**Consignes de l'exercice**
[a] Résumez en deux phrases le portrait de Shaan Couture.
[b] Traduisez en anglais cette phrase du portrait de Shaan Couture : « Son constat : nos différences devraient être source de dialogues et non de silence. »
[c] Reprenez le portrait de Shaan Couture et poursuivez-le à partir de sa dernière phrase.

**Extrait de page**
Elle a 31 ans, elle est franco-américaine et s’appelle Shaan Couture. Elle débarque aux États-Unis en 2004, « mon père voulait vivre son rêve américain » explique-t-elle. Son père, l’artiste CharlÉlie Couture. Shaan a la création et la créativité qui lui coulent dans les veines. Mais pas que ! Elle se passionne pour l’humain. Fil conducteur dans sa vie et dans son travail. De l’humain en général, elle cherche à comprendre les particularités. C’est dans ses courts-métrages qu’elle met cet art en pratique. Au service de l’humain. Bienveillante, curieuse, pétillante et sincère, la jeune trentenaire nous raconte ses passions.
Shaan Couture ©️Alex Li
Passionnée par l’humain
« J’ai grandi à Paris et à 15 ans, je me suis retrouvée à New York, dans le next level » raconte, amusée, Shaan Couture. Inscrite au Lycée Français de New York, elle termine son secondaire avant de partir à l’université de Montréal où, littéralement passionnée par l’être humain et la compréhension de ce dernier, elle passe une licence de Sociologie. Puis direction la Californie où elle décroche un master en Communication non-verbale. Assise entre deux cultures, Shaan s’est vite interrogée sur la communication entre personnes qui ne partagent pas la même langue. Curieuse de l’autre, elle s’intéresse tout naturellement au langage de ceux qui sont privés de sons. Communiquer quand on n’entend pas... En né, en 2016 son premier film de fiction qui met en scène un malentendant : Thin lines. Elle met un pied dans l’industrie du film en même temps qu’elle continue de se passionner pour l’âme humaine, dans toute sa disparité et sa richesse. Son constat : nos différences devraient être source de dialogues et non de silence. Shaan filme alors la vie presque vide de Leah, interprétée par sa sœur, Yamée Couture qui remporte le prix de la meilleure actrice au Chelsea Film Festival, une femme se sentant piégée dans son propre silence jusqu'à ce qu'elle rencontre Noah, un créateur joyeux, mais sourd qui lui ouvre les yeux sur une nouvelle façon de vivre.

**Matériel brut**
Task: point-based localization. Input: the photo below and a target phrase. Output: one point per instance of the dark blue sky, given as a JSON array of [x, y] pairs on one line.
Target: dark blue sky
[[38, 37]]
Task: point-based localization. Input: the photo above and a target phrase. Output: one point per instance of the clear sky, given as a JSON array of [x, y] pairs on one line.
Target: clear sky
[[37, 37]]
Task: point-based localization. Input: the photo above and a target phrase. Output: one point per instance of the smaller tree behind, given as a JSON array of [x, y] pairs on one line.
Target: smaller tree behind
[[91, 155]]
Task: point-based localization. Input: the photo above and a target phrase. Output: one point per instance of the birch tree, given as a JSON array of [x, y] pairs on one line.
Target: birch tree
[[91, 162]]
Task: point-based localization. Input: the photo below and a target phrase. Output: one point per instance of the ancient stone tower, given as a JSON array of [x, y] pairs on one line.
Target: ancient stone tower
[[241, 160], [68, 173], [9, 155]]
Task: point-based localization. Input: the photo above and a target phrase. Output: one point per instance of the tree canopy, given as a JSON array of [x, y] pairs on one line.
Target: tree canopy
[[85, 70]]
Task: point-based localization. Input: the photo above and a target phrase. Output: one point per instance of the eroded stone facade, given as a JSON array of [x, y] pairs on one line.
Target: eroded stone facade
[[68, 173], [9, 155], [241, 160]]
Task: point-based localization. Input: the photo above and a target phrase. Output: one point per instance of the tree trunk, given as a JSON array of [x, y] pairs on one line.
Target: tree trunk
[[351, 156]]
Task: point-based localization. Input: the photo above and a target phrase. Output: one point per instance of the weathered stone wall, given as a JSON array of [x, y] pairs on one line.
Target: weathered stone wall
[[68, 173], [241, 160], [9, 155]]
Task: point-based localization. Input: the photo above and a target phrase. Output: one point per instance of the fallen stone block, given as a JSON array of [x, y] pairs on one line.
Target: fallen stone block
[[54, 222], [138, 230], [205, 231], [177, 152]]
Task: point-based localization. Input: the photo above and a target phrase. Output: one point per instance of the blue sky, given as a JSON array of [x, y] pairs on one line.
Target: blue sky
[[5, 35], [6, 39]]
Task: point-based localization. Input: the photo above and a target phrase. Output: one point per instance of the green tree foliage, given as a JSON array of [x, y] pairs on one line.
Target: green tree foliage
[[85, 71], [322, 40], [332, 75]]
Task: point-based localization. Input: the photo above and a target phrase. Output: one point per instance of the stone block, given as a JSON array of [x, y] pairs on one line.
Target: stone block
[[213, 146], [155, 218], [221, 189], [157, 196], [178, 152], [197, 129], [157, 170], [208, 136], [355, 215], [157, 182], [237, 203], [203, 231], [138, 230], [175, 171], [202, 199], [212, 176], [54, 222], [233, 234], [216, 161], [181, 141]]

**Réponses attendues**
[a] Shaan Couture, Franco-Américaine de 31 ans et fille de l'artiste CharlÉlie Couture, a quitté Paris pour New York à 15 ans et se passionne pour l'humain, passion qu'elle met en pratique dans ses courts-métrages. Après une licence de sociologie à Montréal et un master en communication non verbale en Californie, elle a réalisé son premier film de fiction, Thin lines, qui met en scène un malentendant.

[b] Her conclusion: our differences should be a source of dialogue, not of silence.

[c]
Ce film est sélectionné par plus de vingt festivals du film en Europe et en Amérique du Nord.
Yamée et Shaan Couture
Avec cette humilité qui lui colle au corps et à l’âme, Shaan explique « je n’ai pas fait de film school, j’ai appris sur le terrain ». Apprentissage quelque part, un peu prédestiné. Du haut de ses quatre ans, et haute comme trois pommes, elle demandait déjà à son artiste de père de lui expliquer comment fonctionnait un appareil photo, une caméra. Il ressort de cette enfance, déjà artistique, L’Effet Miroir, un court-métrage, reflet d’un balbutiement...
Étudiante à San Diego, elle intègre parallèlement à ses études l’Entrepreneurship Center de l’Université. « Là, j’ai commencé à faire des vidéos pour d’autres étudiants qui portaient un projet ou créaient leur entreprise. C’était un vrai job ». Passionnée, elle apprend, filme, crée. « Après cette expérience, je me suis dit que moi aussi, je voulais avoir ma boîte de production. » Forte de cette expérience, et d’un passage au planning stratégique d’une agence de publicité, Shaan Couture se lance en tant que productrice-réalisatrice. Et elle a bien fait.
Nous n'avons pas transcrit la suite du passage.